Laney Her blog to business story is still being written. Her background is in sales and marketing which she finished when she had her first child. After her second child she started doing a digital marketing course with the idea to start a business.

Laney is launching a new site called crashtestmummies.com.au which will be a parenting review site, building on the trusted recommendations of mums in a quality controlled way. Later this year she plans to start the consultancy business (having children slows things down).

Renee Started blogging 5 years ago for her (at the time) online lingerie business. She ended up selling the business to focus on the Bra Queen blog – her goal was to build a community first rather than starting an online store and THEN looking for customers. She didn’t have a clear plan but trusted the process – let it evolve organically. 5 years on and her blog clicks over 5,000 page views a day.

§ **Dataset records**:

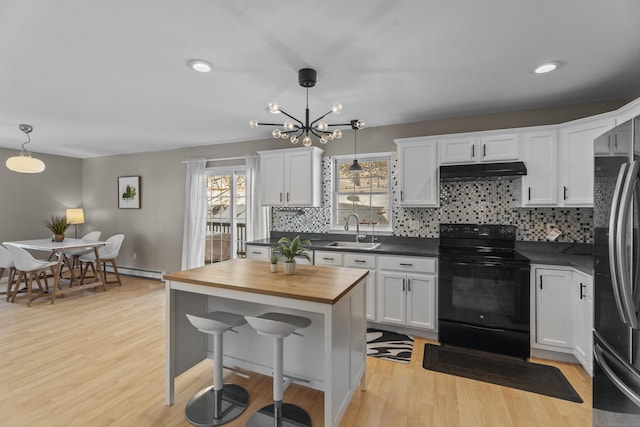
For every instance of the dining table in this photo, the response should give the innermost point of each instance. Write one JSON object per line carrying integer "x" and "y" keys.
{"x": 58, "y": 249}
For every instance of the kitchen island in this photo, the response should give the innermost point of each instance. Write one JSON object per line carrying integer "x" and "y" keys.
{"x": 330, "y": 356}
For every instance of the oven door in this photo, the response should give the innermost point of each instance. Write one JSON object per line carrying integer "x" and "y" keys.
{"x": 484, "y": 293}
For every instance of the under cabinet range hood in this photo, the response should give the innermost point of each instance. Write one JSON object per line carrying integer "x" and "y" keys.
{"x": 478, "y": 171}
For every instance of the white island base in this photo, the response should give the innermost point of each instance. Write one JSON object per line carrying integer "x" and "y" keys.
{"x": 330, "y": 356}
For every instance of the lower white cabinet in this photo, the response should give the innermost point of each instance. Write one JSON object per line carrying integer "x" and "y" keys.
{"x": 354, "y": 260}
{"x": 406, "y": 291}
{"x": 563, "y": 312}
{"x": 583, "y": 320}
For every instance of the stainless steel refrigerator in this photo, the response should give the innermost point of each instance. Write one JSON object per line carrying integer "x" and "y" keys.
{"x": 616, "y": 218}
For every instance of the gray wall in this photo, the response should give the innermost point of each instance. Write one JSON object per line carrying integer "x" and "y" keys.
{"x": 29, "y": 199}
{"x": 154, "y": 232}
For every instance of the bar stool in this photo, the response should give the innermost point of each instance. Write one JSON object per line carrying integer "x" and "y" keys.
{"x": 220, "y": 403}
{"x": 278, "y": 414}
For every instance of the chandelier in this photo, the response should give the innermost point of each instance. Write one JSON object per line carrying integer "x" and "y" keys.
{"x": 296, "y": 130}
{"x": 24, "y": 163}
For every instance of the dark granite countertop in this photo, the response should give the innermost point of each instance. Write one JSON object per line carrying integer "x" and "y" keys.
{"x": 578, "y": 256}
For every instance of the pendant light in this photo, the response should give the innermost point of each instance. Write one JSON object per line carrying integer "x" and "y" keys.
{"x": 355, "y": 125}
{"x": 24, "y": 163}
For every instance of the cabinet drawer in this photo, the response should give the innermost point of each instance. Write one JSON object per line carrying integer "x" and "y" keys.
{"x": 422, "y": 265}
{"x": 258, "y": 252}
{"x": 359, "y": 261}
{"x": 328, "y": 258}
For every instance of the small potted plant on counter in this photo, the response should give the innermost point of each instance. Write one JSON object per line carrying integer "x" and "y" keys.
{"x": 290, "y": 249}
{"x": 57, "y": 225}
{"x": 274, "y": 261}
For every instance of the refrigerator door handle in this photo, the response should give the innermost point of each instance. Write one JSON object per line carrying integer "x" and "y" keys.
{"x": 614, "y": 259}
{"x": 600, "y": 355}
{"x": 625, "y": 278}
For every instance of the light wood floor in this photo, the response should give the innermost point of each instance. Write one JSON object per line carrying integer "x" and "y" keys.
{"x": 97, "y": 359}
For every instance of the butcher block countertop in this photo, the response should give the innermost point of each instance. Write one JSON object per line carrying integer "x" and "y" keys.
{"x": 321, "y": 284}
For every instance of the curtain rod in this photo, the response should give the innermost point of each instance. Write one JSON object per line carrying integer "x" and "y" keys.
{"x": 221, "y": 159}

§ **PARTS OF THE EXERCISE**:
a. Write out the passage about Laney and Renee from "Laney Her blog" up to and including "slows things down).".
b. Answer these questions from the passage about Laney and Renee:
(i) What did Laney start doing after her second child?
(ii) What is the name of the new site Laney is launching?
(iii) How many page views a day does Renee's blog get?
Rely only on the passage when you answer.

§ **OUTPUTS BY TASK**:
a.
Laney Her blog to business story is still being written. Her background is in sales and marketing which she finished when she had her first child. After her second child she started doing a digital marketing course with the idea to start a business.

Laney is launching a new site called crashtestmummies.com.au which will be a parenting review site, building on the trusted recommendations of mums in a quality controlled way. Later this year she plans to start the consultancy business (having children slows things down).

b.
(i) A digital marketing course
(ii) crashtestmummies.com.au
(iii) Over 5,000